* Description of the task: Can you repeat, word for word, the part of the USB drivers email that runs from "Am Dienstag, 5." up to and including "prevalent in USB."?

Am Dienstag, 5. Mai 2009 19:22:53 schrieb Andrew Morton:
> On Tue, 5 May 2009 12:44:01 +0200 Oliver Neukum <oliver@...kum.org> wrote:

> > USB drivers are interface level yet some functions, reset and power
> > management, are on a device level. As it is unpredictable whether
> > a driver will share a device with a storage driver, all USB drivers as
> > far as these functions are concerned must be considered block device
> > drivers. That's the reason GFP_NOIO is so prevalent in USB.
>
> There must be some particular action which flips the thread of control
> from one state to the other.  eg, taking of a lock.

Basically assigning an interface to the storage or ub driver.

> > > I wonder how hard it would be to add runtime debugging checks?  If
> >
> > I'd prefer compile time checks. Ideally we'd annotate a function with an
> > attribute making the compiler barf if copy_to/from_user or an
> > inappropriate kmalloc is used. It can't be perfect due to function
> > pointers, but it would be a good start.

* Listing:
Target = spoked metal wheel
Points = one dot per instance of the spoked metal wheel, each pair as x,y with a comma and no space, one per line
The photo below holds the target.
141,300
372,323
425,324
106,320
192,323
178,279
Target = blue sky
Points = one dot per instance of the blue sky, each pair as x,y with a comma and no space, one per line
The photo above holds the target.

* Answer for the task:
Am Dienstag, 5. Mai 2009 19:22:53 schrieb Andrew Morton:
> On Tue, 5 May 2009 12:44:01 +0200 Oliver Neukum <oliver@...kum.org> wrote:

> > USB drivers are interface level yet some functions, reset and power
> > management, are on a device level. As it is unpredictable whether
> > a driver will share a device with a storage driver, all USB drivers as
> > far as these functions are concerned must be considered block device
> > drivers. That's the reason GFP_NOIO is so prevalent in USB.